◆ Work instruction ◆
Give as output the line that contains "of the field", followed by every remaining line of the entries, unchanged and with nothing added.
------ Given records ------
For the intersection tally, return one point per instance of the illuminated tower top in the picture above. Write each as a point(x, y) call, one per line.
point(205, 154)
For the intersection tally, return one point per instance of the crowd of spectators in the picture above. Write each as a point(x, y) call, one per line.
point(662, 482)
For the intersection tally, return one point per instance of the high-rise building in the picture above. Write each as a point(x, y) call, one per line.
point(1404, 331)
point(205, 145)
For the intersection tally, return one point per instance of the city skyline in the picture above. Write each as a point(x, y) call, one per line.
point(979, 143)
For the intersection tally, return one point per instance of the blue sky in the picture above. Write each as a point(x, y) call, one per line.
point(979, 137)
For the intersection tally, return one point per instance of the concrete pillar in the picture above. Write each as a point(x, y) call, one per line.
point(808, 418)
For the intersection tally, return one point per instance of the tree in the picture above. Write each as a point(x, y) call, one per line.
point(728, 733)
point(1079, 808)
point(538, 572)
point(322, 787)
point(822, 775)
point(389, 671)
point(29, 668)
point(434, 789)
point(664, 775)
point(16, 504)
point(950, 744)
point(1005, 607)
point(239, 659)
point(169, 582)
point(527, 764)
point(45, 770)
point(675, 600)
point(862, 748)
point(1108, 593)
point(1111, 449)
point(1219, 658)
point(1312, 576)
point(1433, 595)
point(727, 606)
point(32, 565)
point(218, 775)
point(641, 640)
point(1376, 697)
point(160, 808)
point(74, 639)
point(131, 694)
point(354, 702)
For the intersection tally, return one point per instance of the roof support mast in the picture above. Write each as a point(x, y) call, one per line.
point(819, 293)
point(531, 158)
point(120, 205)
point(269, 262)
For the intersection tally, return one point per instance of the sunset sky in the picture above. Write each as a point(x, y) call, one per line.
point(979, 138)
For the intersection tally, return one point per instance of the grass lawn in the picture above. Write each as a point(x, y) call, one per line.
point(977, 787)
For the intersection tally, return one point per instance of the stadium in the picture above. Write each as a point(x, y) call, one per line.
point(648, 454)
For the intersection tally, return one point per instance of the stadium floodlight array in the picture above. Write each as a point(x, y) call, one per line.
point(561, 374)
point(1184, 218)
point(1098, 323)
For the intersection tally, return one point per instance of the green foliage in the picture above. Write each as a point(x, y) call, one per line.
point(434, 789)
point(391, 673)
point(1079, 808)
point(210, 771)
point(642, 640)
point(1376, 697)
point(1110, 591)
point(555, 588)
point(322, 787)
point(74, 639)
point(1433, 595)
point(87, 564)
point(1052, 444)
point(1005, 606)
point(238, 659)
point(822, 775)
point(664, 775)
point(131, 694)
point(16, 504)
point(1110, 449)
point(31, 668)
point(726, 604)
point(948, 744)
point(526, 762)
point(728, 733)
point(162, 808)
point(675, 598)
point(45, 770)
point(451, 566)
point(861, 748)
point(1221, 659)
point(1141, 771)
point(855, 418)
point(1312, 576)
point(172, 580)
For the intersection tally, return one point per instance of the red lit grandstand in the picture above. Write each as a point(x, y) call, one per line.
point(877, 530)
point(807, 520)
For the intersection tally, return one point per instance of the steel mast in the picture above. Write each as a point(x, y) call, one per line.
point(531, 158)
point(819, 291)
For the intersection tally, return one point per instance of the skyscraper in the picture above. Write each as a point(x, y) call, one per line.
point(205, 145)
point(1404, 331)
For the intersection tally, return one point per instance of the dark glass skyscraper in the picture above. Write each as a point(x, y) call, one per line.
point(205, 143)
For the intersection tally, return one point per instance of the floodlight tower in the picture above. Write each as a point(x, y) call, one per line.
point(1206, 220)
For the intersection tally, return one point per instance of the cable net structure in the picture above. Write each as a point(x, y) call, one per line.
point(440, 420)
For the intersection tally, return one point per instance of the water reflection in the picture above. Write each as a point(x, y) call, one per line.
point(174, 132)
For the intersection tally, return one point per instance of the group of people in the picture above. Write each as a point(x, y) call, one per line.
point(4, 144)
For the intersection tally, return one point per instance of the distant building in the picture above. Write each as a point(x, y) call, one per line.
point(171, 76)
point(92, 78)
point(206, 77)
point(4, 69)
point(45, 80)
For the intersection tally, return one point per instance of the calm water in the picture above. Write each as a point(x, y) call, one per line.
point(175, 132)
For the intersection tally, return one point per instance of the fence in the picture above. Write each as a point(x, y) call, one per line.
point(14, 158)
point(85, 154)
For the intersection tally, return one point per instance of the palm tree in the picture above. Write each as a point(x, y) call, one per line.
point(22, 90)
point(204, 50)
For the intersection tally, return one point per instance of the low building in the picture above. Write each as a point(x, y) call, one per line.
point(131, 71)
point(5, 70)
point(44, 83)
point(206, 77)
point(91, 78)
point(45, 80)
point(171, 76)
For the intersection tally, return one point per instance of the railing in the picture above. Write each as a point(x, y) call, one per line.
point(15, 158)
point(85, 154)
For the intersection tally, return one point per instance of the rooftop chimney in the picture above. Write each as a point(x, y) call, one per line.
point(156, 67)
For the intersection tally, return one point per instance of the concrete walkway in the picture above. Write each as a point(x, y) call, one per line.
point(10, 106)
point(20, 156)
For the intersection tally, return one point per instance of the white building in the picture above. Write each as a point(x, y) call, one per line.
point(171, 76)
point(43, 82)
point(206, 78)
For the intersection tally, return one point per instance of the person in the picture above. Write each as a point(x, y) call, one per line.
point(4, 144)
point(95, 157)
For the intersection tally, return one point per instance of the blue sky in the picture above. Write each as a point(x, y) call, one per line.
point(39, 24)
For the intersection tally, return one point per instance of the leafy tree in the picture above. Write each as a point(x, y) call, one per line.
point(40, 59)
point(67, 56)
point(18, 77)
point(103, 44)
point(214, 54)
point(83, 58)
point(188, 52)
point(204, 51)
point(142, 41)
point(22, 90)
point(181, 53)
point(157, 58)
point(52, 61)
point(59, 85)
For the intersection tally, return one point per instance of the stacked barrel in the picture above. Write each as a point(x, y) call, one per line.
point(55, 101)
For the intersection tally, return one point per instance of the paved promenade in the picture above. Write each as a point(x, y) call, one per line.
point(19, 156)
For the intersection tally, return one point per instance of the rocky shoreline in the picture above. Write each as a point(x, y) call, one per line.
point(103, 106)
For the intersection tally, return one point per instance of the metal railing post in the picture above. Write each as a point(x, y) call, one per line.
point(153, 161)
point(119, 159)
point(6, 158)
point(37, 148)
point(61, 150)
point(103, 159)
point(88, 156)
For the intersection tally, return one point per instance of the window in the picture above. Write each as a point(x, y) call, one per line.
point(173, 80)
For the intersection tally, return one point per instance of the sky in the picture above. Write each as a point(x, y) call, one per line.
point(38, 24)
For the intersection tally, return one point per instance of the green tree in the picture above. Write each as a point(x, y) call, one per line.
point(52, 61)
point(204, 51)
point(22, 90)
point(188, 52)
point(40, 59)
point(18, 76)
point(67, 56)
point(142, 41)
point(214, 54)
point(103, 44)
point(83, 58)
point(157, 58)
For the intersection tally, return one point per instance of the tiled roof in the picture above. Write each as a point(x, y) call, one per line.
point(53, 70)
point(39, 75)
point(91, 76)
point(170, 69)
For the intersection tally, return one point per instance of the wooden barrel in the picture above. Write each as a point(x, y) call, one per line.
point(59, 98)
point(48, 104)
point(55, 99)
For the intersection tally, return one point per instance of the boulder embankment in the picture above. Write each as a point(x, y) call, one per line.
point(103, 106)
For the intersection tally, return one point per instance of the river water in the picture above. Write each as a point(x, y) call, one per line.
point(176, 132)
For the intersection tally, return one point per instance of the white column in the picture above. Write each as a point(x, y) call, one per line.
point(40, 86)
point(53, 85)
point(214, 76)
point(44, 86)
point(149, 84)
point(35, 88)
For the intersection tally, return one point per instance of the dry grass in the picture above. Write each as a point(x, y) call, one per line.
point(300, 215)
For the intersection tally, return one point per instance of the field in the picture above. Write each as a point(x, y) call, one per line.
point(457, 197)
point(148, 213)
------
◆ Task output ◆
For the intersection tally, return one point per instance of the field in the picture above. Write each as a point(x, y) call, one per line.
point(457, 197)
point(148, 213)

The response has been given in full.